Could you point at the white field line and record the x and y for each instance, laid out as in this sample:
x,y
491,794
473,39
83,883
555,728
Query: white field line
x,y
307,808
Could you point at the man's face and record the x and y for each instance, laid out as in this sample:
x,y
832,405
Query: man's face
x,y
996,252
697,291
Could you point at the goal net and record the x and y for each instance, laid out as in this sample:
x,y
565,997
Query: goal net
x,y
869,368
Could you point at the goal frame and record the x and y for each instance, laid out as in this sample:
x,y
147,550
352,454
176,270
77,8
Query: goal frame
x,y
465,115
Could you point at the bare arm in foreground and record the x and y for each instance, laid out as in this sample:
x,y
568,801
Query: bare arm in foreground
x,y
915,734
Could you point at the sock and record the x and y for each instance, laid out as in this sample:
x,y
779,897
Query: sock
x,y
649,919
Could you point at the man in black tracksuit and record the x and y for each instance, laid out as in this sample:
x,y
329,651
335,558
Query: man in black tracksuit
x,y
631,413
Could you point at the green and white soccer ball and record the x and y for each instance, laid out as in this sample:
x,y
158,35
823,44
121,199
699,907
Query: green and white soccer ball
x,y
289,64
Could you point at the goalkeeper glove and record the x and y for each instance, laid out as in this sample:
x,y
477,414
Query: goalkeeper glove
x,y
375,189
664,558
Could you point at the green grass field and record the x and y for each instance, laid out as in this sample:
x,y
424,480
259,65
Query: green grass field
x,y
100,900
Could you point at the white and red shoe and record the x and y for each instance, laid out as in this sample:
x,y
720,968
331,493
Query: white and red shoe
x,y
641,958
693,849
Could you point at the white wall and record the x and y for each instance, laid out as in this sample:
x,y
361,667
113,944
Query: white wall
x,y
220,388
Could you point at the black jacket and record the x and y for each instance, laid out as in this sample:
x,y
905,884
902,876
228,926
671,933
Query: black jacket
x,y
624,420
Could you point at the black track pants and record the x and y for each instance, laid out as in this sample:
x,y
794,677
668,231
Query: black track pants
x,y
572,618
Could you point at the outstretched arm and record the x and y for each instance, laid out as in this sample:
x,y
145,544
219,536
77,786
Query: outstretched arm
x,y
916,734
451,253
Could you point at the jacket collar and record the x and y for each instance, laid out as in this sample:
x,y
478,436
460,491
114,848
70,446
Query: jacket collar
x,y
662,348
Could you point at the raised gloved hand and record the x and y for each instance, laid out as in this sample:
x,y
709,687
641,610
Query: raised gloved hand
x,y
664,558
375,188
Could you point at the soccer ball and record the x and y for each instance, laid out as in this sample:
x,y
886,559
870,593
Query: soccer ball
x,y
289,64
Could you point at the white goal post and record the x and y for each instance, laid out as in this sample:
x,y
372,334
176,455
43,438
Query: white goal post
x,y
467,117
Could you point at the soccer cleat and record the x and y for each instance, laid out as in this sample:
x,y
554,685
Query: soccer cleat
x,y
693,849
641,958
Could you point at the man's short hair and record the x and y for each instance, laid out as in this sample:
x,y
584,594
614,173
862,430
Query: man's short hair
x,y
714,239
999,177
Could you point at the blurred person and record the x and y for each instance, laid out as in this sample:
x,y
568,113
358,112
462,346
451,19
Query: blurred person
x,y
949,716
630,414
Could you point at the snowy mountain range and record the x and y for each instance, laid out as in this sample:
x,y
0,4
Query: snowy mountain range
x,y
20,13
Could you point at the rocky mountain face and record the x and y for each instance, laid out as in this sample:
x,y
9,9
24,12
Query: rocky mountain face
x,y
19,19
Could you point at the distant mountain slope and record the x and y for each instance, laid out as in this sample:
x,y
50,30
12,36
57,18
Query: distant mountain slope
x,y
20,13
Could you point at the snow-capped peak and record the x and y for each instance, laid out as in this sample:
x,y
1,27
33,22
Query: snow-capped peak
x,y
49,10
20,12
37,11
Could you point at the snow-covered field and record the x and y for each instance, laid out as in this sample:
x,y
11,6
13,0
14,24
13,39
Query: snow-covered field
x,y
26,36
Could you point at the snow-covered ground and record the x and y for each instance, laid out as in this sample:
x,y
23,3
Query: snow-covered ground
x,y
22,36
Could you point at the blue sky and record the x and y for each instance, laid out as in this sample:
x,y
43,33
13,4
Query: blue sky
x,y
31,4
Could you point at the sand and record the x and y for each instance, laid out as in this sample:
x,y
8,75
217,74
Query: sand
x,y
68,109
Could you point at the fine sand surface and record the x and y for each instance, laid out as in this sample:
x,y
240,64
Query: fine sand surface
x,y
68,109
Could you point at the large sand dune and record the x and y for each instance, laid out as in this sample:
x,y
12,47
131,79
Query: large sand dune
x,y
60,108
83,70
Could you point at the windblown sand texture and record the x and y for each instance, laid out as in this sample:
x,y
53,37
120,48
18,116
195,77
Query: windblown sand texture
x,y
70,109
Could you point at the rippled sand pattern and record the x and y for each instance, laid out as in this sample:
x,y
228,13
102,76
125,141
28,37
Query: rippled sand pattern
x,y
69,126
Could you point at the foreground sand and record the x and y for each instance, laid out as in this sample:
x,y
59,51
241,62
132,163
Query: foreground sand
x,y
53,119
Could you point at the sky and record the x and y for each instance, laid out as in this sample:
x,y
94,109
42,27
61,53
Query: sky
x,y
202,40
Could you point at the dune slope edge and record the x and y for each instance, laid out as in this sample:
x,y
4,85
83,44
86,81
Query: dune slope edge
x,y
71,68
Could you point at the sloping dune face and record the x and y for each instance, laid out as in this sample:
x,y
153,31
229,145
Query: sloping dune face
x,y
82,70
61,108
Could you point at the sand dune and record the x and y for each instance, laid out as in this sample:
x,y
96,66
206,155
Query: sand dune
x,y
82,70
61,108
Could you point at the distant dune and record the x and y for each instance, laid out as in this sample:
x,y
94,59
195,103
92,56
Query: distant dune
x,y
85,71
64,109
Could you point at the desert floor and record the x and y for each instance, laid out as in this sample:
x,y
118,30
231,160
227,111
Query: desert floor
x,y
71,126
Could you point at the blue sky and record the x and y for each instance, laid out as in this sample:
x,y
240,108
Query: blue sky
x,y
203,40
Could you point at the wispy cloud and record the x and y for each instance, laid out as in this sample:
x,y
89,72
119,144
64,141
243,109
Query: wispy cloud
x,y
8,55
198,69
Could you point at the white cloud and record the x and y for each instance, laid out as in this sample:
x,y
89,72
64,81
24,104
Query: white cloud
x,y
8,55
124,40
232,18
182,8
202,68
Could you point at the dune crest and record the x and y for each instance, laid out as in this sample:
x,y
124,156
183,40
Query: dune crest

===============

= WHAT THIS TASK INVOLVES =
Transcribe every line of the records, keeping each one exact.

= RESULT FOR THIS TASK =
Could you point at the white field line and record the x and y for each instance, laid out as in this sample:
x,y
491,794
473,39
83,883
555,728
Query: white field line
x,y
307,808
Could you point at the man's face and record the x and y for each instance, laid out as in this sample:
x,y
832,405
Query: man's face
x,y
996,252
697,291
Could you point at the goal net and record the x and y for each instance, laid out as in this sample:
x,y
565,997
Query: goal net
x,y
869,368
Could you point at the goal frame and record the x and y for each instance, laid out as in this sample:
x,y
147,550
352,454
176,270
77,8
Query: goal frame
x,y
465,115
Could you point at the bare arm in foreground and record the x and y for each instance, laid out as in this sample:
x,y
568,801
Query: bare arm in foreground
x,y
915,734
Could you point at the sock and record the x and y for each instance, laid out as in this sample:
x,y
779,897
Query: sock
x,y
649,919
Could you point at the man in black tracksuit and record the x and y for each instance, laid out as in this sample:
x,y
329,651
335,558
Query: man in black tracksuit
x,y
631,413
Could you point at the green and white soccer ball and record the x and y for each instance, laid out as in this sample:
x,y
158,35
823,44
121,199
699,907
Query: green and white soccer ball
x,y
289,64
Could you point at the goalkeeper glove and record the x and y for each instance, laid out as in this sample:
x,y
477,414
Query: goalkeeper glove
x,y
375,189
664,558
Could you point at the green grass field and record the x and y for each instance, laid out as in this sample:
x,y
424,480
259,65
Query: green grass field
x,y
100,900
Could you point at the white and red shoe and record the x and y for each instance, laid out as in this sample:
x,y
720,968
331,493
Query: white and red shoe
x,y
641,958
693,849
Could you point at the white wall and record the x and y for each instance, laid out as in this sample:
x,y
361,667
113,944
Query: white wall
x,y
220,388
Could you point at the black jacket and record the x and y for each instance, laid out as in this sample:
x,y
905,884
902,876
228,926
671,933
Query: black jacket
x,y
624,420
Could you point at the black track pants and record the x and y for each instance, laid out as in this sample:
x,y
794,677
668,231
Query: black track pants
x,y
572,618
Could you point at the outstretched arm and record the x and y for each instance, laid out as in this sample:
x,y
145,544
219,536
77,786
Query: outstretched arm
x,y
916,734
451,253
Could you point at the jacket collar and record the x and y for each instance, laid out as in this sample:
x,y
478,436
460,491
114,848
70,446
Query: jacket collar
x,y
662,348
Could you point at the raised gloved hand and record the x and y for each instance, laid out as in this sample:
x,y
709,687
641,610
Query: raised gloved hand
x,y
664,558
375,188
Could you point at the soccer ball and record the x and y for each instance, laid out as in this sample:
x,y
886,559
870,593
Query: soccer ball
x,y
289,64
Could you point at the white goal post and record the x and y for each instance, laid out as in this sample:
x,y
372,334
176,455
43,438
Query: white goal post
x,y
467,117
Could you point at the soccer cleat and record the x and y for each instance, laid out as in this sample:
x,y
554,685
Query: soccer cleat
x,y
693,849
641,958
Could you point at the man's short hair and record the x and y for each instance, laid out as in this sample:
x,y
584,594
614,173
862,430
Query: man's short hair
x,y
714,239
999,177
Could you point at the blurred person and record the x and y for each instance, laid out as in this sample:
x,y
568,113
358,112
462,346
451,19
Query: blurred person
x,y
949,716
630,414
Could you point at the snowy mountain range and record the x and y for each instance, laid out as in this sample:
x,y
0,4
Query: snowy mountain range
x,y
20,13
Could you point at the rocky mountain face and record the x and y for each instance, laid out as in this sample:
x,y
9,9
24,12
Query: rocky mountain face
x,y
19,19
Could you point at the distant mountain slope and record the x and y for each instance, laid out as in this sample:
x,y
50,30
12,36
57,18
Query: distant mountain slope
x,y
20,13
Could you point at the snow-capped peak and record the x and y for each instance, laid out as in this sample:
x,y
1,27
33,22
Query: snow-capped peak
x,y
49,10
20,12
37,11
Could you point at the snow-covered field and record the x and y for each instance, laid out as in this sample:
x,y
11,6
13,0
14,24
13,39
Query: snow-covered field
x,y
26,36
Could you point at the snow-covered ground and record the x and y for each instance, laid out as in this sample:
x,y
23,3
Query: snow-covered ground
x,y
22,36
Could you point at the blue sky and record the x and y for each instance, laid out as in this sample:
x,y
43,33
13,4
Query: blue sky
x,y
31,4
Could you point at the sand and record the x and y for each instance, laid out as in this sample:
x,y
8,75
217,74
Query: sand
x,y
68,109
Could you point at the fine sand surface and record the x and y for each instance, laid out as in this sample:
x,y
240,64
Query: fine sand surface
x,y
68,109
Could you point at the large sand dune and record the x and y for each instance, laid out as in this sample:
x,y
12,47
131,79
Query: large sand dune
x,y
60,108
83,70
Could you point at the windblown sand texture and record the x and y for each instance, laid out as in this sample:
x,y
53,37
120,48
18,116
195,77
Query: windblown sand texture
x,y
70,109
Could you point at the rippled sand pattern and record the x and y for each instance, laid out as in this sample:
x,y
228,13
102,76
125,141
28,37
Query: rippled sand pattern
x,y
69,126
Could you point at the foreground sand and record the x and y for each instance, laid out as in this sample:
x,y
59,51
241,62
132,163
Query: foreground sand
x,y
53,119
Could you point at the sky and record the x and y for each instance, laid out as in this sample:
x,y
94,109
42,27
61,53
Query: sky
x,y
202,40
Could you point at the dune slope edge and record the x and y for each instance, laid out as in this sample:
x,y
4,85
83,44
86,81
Query: dune slope edge
x,y
71,68
Could you point at the sloping dune face and record the x and y for each instance, laid out as in this sample:
x,y
153,31
229,145
Query: sloping dune face
x,y
82,70
61,108
Could you point at the sand dune and record the x and y for each instance, laid out as in this sample:
x,y
96,66
206,155
Query: sand dune
x,y
82,70
61,108
Could you point at the distant dune and record the x and y for each instance, laid out as in this sample:
x,y
94,59
195,103
92,56
Query: distant dune
x,y
85,71
64,109
Could you point at the desert floor and record the x and y for each instance, laid out as in this sample:
x,y
118,30
231,160
227,111
Query: desert floor
x,y
71,126
Could you point at the blue sky and record the x and y for each instance, laid out as in this sample:
x,y
240,108
Query: blue sky
x,y
203,40
Could you point at the wispy cloud and record the x and y for each instance, laid out as in this sample:
x,y
89,72
119,144
64,141
243,109
Query: wispy cloud
x,y
8,55
198,69
Could you point at the white cloud and record the x and y for each instance, laid out as in this sample:
x,y
89,72
64,81
24,104
Query: white cloud
x,y
8,55
124,40
232,18
182,8
202,68
Could you point at the dune crest and record the x and y for each instance, laid out as in this sample:
x,y
124,156
183,40
Query: dune crest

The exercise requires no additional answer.